Written problem: Rewrite the rows below as a numbered list, from the line with "Note: for every instance of the green" through the line with "Query: yellowing leaf", including both of those lines and omitting any blank lines.

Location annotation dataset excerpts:

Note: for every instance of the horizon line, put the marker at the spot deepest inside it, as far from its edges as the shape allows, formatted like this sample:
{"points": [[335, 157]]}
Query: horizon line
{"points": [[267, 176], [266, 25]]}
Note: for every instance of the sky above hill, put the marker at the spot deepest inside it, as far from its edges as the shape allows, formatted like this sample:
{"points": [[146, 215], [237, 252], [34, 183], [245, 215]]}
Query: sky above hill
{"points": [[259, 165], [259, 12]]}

* * *

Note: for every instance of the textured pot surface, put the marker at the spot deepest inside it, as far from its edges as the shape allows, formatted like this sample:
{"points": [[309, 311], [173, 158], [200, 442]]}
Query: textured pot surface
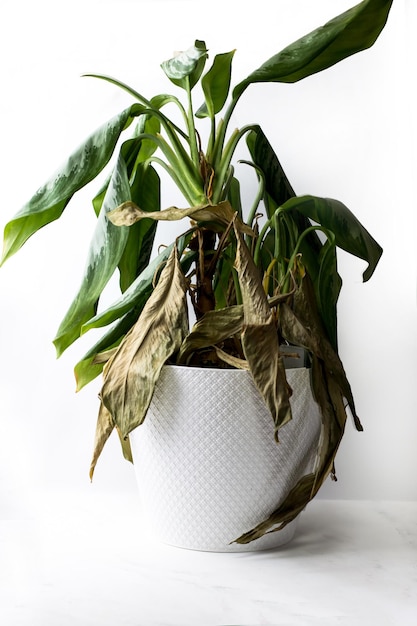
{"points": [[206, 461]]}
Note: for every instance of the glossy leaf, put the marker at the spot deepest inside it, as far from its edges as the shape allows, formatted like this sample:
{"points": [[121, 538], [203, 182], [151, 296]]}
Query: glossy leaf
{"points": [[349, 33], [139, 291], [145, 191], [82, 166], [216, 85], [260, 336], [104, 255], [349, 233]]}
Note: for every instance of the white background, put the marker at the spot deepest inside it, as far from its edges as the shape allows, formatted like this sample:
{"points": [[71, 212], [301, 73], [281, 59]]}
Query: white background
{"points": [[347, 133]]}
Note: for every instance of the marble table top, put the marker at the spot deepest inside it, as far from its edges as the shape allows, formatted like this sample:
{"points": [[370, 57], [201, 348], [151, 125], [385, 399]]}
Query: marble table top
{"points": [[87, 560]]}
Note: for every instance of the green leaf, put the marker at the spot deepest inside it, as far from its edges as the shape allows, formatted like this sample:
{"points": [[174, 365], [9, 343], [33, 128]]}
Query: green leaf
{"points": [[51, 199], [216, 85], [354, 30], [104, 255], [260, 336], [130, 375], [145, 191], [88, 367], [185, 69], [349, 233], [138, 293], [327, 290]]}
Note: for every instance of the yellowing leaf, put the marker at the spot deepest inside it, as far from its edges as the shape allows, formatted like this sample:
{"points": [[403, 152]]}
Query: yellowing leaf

The reply:
1. Note: for every instance of the green leaf, put the marker at the spot deepest inside it, as far from its edges as the shape allows, formatted like this sample:
2. {"points": [[174, 365], [9, 343], [33, 128]]}
3. Query: green leaf
4. {"points": [[51, 199], [216, 85], [354, 30], [104, 255], [260, 336], [130, 375], [145, 191], [88, 367], [185, 69], [349, 233], [138, 293], [327, 290]]}
5. Note: for every instance of the yellowing leaf, put the marker at the spot deepest inside it, as far from its edges as the shape allows, formatted like this sample:
6. {"points": [[403, 152]]}
7. Query: yellowing leaf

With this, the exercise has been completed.